Recopiez à l'identique, dans l'extrait sur le concept d'information, tout le passage qui va de « L'information se définit » jusqu'à « d'une force continue. ».

Passage fourni |

_ _ _

Avant d'en venir aux origines de la théorie de l'information et de voir d'où vient cette confusion, je vais énoncer de manière un petit peu rapide quelles sont, à mon avis, les caractéristiques essentielles du concept d'information, afin de montrer en quoi ce n'est pas compatible avec une notion physique comme l'énergie notamment même s'il y a des physiciens actuellement qui veulent tout réduire à l'information. Par exemple ils vont dire que lorsque deux forces se rencontrent, il n'y a pas deux forces, il y a deux informations qui effectuent un calcul et que le résultat de ce calcul donne d'autres informations. Moi je trouve cela absurde.
L'information se définit en effet par son improbabilité, sa singularité aussi bien physique que sémantique. Une simple répétition ne constitue pas une information. Un signal (comme une sonnerie) apparaît toujours en se détachant d'un fond. L'information se caractérise donc par une discontinuité, à l'opposée d'une force continue.

_ _ _

Données fournies |
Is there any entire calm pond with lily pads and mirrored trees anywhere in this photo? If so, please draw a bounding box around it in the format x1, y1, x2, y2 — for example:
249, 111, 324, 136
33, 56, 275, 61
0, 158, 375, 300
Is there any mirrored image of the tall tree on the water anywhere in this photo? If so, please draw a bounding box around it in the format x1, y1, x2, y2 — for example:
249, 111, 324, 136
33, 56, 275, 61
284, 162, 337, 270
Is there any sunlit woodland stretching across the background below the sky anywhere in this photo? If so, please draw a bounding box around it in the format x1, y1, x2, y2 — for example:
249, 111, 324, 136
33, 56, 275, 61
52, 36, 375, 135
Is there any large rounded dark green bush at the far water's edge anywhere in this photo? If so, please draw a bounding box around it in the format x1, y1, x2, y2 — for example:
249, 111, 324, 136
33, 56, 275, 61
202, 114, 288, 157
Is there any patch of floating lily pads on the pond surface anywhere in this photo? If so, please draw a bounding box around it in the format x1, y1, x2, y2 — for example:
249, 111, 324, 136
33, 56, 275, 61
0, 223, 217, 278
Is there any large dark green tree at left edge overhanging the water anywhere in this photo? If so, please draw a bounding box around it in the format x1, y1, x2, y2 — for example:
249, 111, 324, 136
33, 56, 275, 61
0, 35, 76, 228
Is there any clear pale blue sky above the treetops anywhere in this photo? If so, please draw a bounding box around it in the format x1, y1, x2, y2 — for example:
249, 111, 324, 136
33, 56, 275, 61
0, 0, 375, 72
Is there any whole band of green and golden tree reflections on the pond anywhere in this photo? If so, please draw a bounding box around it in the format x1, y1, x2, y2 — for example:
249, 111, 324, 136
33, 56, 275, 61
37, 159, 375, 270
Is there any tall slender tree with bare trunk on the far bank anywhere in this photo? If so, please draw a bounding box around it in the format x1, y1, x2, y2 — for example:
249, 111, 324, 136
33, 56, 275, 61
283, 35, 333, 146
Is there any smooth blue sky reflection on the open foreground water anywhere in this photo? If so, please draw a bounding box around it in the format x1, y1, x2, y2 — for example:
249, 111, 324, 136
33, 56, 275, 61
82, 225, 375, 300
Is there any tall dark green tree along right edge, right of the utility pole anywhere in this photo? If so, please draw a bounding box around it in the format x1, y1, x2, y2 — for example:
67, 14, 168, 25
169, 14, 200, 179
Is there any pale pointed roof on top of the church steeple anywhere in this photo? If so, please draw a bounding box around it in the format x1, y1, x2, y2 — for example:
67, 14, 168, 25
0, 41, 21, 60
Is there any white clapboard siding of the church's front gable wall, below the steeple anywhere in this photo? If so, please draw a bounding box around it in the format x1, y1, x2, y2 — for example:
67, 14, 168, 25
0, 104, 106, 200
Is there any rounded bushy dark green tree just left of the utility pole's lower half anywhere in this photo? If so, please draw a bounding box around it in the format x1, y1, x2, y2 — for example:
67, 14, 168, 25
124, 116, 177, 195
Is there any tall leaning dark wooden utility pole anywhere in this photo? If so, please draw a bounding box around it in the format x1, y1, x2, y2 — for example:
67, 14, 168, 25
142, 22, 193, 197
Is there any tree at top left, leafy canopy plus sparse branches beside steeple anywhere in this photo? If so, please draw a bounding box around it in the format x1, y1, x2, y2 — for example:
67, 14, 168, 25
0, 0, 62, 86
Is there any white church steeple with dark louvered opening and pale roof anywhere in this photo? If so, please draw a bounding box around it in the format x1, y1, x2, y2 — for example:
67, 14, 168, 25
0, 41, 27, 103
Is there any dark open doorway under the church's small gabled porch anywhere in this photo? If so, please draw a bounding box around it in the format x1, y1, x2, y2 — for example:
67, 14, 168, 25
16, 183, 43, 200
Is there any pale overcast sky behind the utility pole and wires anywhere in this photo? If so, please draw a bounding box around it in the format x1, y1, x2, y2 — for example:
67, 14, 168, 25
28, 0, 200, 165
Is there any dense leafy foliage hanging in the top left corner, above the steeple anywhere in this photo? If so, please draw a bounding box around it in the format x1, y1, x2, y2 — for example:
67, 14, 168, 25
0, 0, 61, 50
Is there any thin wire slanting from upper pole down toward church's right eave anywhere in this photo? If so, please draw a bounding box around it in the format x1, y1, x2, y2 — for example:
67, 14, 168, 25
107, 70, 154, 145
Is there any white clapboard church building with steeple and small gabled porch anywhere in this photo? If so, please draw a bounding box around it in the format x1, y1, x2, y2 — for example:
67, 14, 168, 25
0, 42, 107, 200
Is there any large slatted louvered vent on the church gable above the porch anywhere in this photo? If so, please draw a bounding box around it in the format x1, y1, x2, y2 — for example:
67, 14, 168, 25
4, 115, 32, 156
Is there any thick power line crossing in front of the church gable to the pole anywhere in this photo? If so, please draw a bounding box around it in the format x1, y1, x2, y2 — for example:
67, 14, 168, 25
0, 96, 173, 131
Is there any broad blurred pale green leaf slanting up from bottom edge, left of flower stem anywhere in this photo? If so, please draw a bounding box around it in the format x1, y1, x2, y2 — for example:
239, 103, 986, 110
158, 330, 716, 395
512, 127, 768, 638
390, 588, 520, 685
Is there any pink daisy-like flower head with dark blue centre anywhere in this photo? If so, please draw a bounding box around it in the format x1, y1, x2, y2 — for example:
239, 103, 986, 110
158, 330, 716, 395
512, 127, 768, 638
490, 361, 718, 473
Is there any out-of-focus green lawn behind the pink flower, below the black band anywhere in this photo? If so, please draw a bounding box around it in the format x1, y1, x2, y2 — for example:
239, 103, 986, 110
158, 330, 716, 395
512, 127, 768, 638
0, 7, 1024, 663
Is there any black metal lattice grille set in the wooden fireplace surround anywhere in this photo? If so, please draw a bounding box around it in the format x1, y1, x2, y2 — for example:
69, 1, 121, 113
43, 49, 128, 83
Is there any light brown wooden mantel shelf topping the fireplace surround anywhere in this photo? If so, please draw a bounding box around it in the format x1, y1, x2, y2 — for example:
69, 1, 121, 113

_ _ _

Réponse attendue |
L'information se définit en effet par son improbabilité, sa singularité aussi bien physique que sémantique. Une simple répétition ne constitue pas une information. Un signal (comme une sonnerie) apparaît toujours en se détachant d'un fond. L'information se caractérise donc par une discontinuité, à l'opposée d'une force continue.